SHORT PROBLEM
Locate every line below that contains the string "segment" and copy each of those lines.

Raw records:
┌──

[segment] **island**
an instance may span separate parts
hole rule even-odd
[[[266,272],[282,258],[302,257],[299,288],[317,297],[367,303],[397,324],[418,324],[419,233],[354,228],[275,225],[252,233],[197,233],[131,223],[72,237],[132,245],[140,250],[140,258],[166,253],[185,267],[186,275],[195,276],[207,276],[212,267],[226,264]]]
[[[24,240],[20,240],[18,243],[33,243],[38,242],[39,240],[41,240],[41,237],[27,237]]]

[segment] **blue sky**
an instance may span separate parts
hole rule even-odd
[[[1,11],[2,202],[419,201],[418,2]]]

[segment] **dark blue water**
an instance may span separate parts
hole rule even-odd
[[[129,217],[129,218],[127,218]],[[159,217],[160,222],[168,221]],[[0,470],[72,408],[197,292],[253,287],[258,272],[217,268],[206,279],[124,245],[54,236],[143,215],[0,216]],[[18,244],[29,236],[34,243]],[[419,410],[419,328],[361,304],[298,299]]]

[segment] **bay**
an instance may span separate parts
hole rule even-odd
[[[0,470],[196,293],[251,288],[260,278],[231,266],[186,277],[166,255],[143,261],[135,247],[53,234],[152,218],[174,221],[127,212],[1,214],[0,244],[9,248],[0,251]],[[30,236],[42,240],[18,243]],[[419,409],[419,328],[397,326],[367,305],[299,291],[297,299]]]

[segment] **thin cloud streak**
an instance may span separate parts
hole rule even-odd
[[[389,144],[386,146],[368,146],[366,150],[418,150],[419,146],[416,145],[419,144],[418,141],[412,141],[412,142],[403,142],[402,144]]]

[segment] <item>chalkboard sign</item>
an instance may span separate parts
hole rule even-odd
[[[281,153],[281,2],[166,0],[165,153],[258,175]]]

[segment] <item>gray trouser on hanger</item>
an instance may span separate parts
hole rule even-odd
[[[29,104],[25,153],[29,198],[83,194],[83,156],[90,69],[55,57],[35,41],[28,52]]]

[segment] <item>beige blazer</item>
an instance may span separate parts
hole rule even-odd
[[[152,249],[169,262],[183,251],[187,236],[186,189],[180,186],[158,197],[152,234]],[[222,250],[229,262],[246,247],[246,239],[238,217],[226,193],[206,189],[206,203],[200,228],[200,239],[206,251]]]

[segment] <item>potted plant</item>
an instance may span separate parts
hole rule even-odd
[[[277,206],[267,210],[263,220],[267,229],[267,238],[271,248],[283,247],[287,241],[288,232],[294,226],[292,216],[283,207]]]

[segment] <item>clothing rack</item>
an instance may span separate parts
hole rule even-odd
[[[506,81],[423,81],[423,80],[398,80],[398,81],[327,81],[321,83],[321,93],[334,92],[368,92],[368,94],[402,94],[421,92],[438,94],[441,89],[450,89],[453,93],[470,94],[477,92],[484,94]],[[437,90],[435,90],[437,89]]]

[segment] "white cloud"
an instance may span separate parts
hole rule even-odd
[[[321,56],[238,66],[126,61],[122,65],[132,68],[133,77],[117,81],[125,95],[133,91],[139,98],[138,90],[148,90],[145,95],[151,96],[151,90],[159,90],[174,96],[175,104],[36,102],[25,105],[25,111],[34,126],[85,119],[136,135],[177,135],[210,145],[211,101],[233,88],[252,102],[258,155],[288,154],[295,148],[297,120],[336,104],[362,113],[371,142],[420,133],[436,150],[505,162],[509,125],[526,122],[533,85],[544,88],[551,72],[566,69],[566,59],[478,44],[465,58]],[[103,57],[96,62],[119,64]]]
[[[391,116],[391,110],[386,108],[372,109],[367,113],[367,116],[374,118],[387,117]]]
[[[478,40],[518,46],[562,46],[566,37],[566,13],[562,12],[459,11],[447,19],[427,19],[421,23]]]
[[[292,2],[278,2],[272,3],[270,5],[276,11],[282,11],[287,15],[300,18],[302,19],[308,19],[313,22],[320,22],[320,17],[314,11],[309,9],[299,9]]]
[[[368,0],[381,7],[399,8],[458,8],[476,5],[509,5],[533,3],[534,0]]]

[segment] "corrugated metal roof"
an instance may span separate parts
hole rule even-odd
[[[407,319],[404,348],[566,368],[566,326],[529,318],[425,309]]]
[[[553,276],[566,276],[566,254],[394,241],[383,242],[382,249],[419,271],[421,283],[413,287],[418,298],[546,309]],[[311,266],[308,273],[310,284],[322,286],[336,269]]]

└──

ANSWER
[segment] **island**
[segment] **blue sky**
[segment] **dark blue water**
[segment] **bay**
[segment] **thin cloud streak**
[segment] <item>chalkboard sign</item>
[segment] <item>gray trouser on hanger</item>
[segment] <item>beige blazer</item>
[segment] <item>potted plant</item>
[segment] <item>clothing rack</item>
[segment] "white cloud"
[segment] "corrugated metal roof"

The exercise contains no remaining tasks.